_REQUIREMENT_. Write the full listing out again, keeping every line exactly as it is.

###

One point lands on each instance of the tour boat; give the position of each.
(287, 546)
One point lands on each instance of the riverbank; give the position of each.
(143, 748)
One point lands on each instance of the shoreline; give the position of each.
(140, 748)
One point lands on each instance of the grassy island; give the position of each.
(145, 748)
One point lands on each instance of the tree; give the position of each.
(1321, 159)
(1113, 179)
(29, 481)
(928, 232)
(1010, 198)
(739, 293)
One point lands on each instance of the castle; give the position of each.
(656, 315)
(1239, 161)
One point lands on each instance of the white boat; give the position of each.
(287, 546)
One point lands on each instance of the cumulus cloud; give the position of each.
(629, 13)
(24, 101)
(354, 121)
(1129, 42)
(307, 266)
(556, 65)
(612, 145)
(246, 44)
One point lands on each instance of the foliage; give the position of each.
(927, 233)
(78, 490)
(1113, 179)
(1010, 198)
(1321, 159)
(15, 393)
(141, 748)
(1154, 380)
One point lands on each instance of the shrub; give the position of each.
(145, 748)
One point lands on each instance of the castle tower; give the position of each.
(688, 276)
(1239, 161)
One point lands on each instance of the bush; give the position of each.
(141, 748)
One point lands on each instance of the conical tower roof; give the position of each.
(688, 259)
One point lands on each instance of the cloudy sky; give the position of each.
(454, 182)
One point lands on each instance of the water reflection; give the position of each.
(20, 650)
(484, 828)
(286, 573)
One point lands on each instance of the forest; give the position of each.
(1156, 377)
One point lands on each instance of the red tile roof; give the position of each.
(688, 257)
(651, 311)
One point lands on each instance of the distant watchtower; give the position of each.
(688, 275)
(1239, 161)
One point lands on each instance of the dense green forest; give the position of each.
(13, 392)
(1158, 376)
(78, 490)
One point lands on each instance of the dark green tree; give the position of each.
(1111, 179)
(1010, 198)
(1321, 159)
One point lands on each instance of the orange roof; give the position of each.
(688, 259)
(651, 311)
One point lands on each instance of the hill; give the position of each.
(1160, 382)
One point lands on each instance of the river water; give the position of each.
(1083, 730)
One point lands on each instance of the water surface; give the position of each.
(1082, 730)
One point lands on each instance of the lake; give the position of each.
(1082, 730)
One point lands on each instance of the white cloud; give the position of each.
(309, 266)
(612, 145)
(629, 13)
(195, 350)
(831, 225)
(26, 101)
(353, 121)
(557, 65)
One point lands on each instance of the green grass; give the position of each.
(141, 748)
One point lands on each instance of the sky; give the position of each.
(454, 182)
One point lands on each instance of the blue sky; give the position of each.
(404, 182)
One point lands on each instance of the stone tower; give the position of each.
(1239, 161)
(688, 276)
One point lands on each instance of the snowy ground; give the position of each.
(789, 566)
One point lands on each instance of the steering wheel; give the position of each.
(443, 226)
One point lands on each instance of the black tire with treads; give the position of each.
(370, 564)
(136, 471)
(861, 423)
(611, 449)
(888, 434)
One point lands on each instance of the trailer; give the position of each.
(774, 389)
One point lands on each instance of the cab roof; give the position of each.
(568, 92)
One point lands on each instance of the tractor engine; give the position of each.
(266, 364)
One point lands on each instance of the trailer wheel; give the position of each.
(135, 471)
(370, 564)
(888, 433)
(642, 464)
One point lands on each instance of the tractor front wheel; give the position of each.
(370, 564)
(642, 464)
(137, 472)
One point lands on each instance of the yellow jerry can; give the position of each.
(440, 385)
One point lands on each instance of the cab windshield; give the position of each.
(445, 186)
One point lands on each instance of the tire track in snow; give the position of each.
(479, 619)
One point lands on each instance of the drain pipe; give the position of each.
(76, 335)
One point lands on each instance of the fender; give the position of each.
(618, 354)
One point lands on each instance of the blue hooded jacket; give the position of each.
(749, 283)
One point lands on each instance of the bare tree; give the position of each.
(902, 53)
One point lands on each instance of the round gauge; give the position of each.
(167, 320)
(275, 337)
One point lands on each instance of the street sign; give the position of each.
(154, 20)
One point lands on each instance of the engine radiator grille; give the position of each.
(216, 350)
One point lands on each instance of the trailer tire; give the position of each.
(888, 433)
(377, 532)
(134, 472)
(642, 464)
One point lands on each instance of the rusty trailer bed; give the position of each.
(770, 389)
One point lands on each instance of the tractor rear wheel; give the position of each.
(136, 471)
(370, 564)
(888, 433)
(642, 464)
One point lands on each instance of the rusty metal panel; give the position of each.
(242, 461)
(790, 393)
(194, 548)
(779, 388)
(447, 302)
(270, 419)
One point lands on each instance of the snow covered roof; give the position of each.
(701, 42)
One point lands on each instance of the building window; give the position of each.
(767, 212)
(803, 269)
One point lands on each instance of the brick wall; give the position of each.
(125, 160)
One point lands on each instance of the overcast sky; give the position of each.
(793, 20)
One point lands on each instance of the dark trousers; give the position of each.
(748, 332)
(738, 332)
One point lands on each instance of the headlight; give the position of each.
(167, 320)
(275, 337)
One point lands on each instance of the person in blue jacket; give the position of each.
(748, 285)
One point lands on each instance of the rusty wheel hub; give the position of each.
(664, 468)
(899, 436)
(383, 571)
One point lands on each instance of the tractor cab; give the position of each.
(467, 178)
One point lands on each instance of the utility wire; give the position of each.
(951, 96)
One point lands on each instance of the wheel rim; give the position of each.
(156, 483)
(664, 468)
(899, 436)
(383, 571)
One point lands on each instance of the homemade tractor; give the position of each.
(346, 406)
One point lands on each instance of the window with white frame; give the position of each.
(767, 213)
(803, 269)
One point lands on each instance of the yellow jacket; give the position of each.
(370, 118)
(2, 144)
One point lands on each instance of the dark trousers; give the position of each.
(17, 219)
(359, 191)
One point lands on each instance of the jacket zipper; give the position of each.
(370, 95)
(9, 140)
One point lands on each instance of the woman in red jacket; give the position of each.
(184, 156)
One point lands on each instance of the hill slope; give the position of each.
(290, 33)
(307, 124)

###

_ANSWER TO THIS EXERCISE_.
One point lands on each instance of the tour boat; give the position of each.
(287, 546)
One point lands on each instance of the riverbank; give the position of each.
(143, 748)
One point lands on each instance of the shoreline; give the position of each.
(140, 748)
One point lands on each instance of the grassy island; give the position of each.
(145, 748)
One point lands on each instance of the tree; give the position of each.
(1321, 159)
(1113, 179)
(29, 481)
(928, 232)
(1010, 198)
(739, 293)
One point lands on each instance of the castle; give the position of each.
(656, 315)
(1239, 161)
One point lands on each instance of the white boat; give the position of each.
(287, 546)
One point lands on each instance of the cumulus cloud; give the position of each.
(629, 13)
(24, 101)
(354, 121)
(1129, 42)
(307, 266)
(556, 65)
(612, 145)
(246, 44)
One point lands on each instance of the foliage; give the position of each.
(927, 233)
(78, 490)
(1113, 179)
(1010, 198)
(1321, 159)
(15, 393)
(141, 748)
(1154, 380)
One point lands on each instance of the shrub; give the position of each.
(145, 748)
One point lands on each instance of the castle tower; give the position of each.
(688, 276)
(1239, 161)
One point lands on each instance of the bush; give the position of each.
(141, 748)
One point lands on each instance of the conical tower roof; give the position of each.
(688, 259)
One point lands on each instance of the cloudy sky; give the position of each.
(454, 182)
One point lands on each instance of the water reflection; give the position of each.
(20, 650)
(484, 828)
(286, 573)
One point lands on each instance of the forest; give the position of each.
(1156, 377)
One point lands on each instance of the red tile roof; give the position of each.
(688, 257)
(651, 311)
One point lands on each instance of the distant watchtower; give the position of each.
(688, 275)
(1239, 161)
One point lands on each instance of the dense green forest; give the position of each.
(13, 392)
(1158, 376)
(78, 490)
One point lands on each instance of the dark green tree; give the position of each.
(1111, 179)
(1010, 198)
(1321, 159)
One point lands on each instance of the orange roof; give the position of each.
(688, 259)
(651, 311)
One point lands on each instance of the hill; give the position of each.
(1160, 382)
One point lands on each instance of the river water; give the position of each.
(1083, 730)
One point lands on each instance of the water surface; give the position of each.
(1082, 730)
One point lands on each instance of the lake; give the position of each.
(1082, 730)
One point lands on each instance of the white cloud; give the position of each.
(309, 266)
(612, 145)
(629, 13)
(195, 350)
(831, 225)
(26, 101)
(353, 121)
(557, 65)
One point lands on each instance of the green grass; give the position of each.
(141, 748)
One point lands on each instance of the sky; give the position of each.
(454, 182)
One point lands on each instance of the blue sky; give the position of each.
(404, 182)
One point lands on each instance of the stone tower; give the position of each.
(1239, 161)
(688, 276)
One point lands on each instance of the snowy ground; give the position of each.
(789, 566)
One point lands on each instance of the steering wheel; give the position of each.
(443, 226)
One point lands on each instance of the black tire with treads; give the position of each.
(370, 564)
(136, 471)
(861, 423)
(611, 449)
(888, 434)
One point lands on each instance of the trailer; give the position of each.
(774, 389)
One point lands on each instance of the cab roof; give the position of each.
(568, 92)
One point lands on each instance of the tractor engine; give the position of each.
(266, 364)
One point lands on each instance of the trailer wheel; give the position of each.
(135, 471)
(370, 564)
(888, 433)
(642, 464)
One point lands on each instance of the tractor front wheel; give the position of each.
(370, 564)
(642, 464)
(137, 472)
One point lands on each instance of the yellow jerry can; give the position of each.
(440, 385)
One point lands on each instance of the cab windshield; give the position of each.
(445, 186)
One point lands on each instance of the tire track in snow; give the position of each.
(479, 619)
One point lands on each instance of the drain pipe; give the position of each.
(76, 335)
One point lands on each instance of the fender; give the position of each.
(618, 354)
One point lands on each instance of the blue hooded jacket; give the position of each.
(749, 283)
One point lands on each instance of the bare tree; give the position of each.
(902, 53)
One point lands on each instance of the round gauge; give the position of each.
(167, 320)
(275, 337)
One point lands on each instance of the street sign; give the position of each.
(154, 20)
One point lands on each instance of the engine radiator grille; give the position of each.
(216, 350)
One point lands on each instance of the trailer tire; give the position of each.
(888, 433)
(377, 532)
(134, 472)
(642, 464)
One point lands on each instance of the rusty trailer bed; give the position of each.
(770, 389)
One point lands on each instance of the tractor rear wheel; give the position of each.
(136, 471)
(370, 564)
(888, 433)
(642, 464)
One point lands on each instance of the rusty metal panel; give the position of each.
(242, 461)
(790, 393)
(194, 548)
(779, 388)
(447, 302)
(270, 419)
One point lands on each instance of the snow covered roof; give the position of each.
(701, 42)
One point lands on each instance of the building window; give the position of each.
(767, 212)
(803, 269)
One point lands on each instance of the brick wall; give the position of each.
(125, 160)
One point lands on each instance of the overcast sky; give the position of each.
(793, 20)
One point lands on each instance of the dark trousers; give the position of each.
(748, 332)
(738, 332)
One point lands on each instance of the headlight; give the position of each.
(167, 320)
(275, 337)
One point lands on each instance of the person in blue jacket; give the position of each.
(748, 285)
One point lands on each instance of the rusty wheel hub; give the position of each.
(664, 468)
(899, 436)
(383, 571)
One point lands on each instance of the tractor cab; give the position of each.
(467, 178)
One point lands on each instance of the utility wire; give the position of each.
(951, 96)
One point lands on each instance of the wheel rim; give the position of each.
(156, 483)
(664, 468)
(899, 436)
(383, 571)
One point lands on each instance of the homemade tractor; give the position of each.
(346, 406)
One point lands on each instance of the window with white frame; give the position of each.
(767, 213)
(803, 269)
One point lands on each instance of the yellow jacket; give the position of each.
(370, 118)
(2, 144)
One point lands on each instance of the dark trousers; give the position of each.
(17, 219)
(359, 191)
One point lands on each instance of the jacket zipper; give the position of each.
(370, 95)
(9, 140)
One point lands on each instance of the woman in red jacket; give the position of each.
(184, 156)
One point lands on each instance of the hill slope; give the position of each.
(290, 33)
(307, 124)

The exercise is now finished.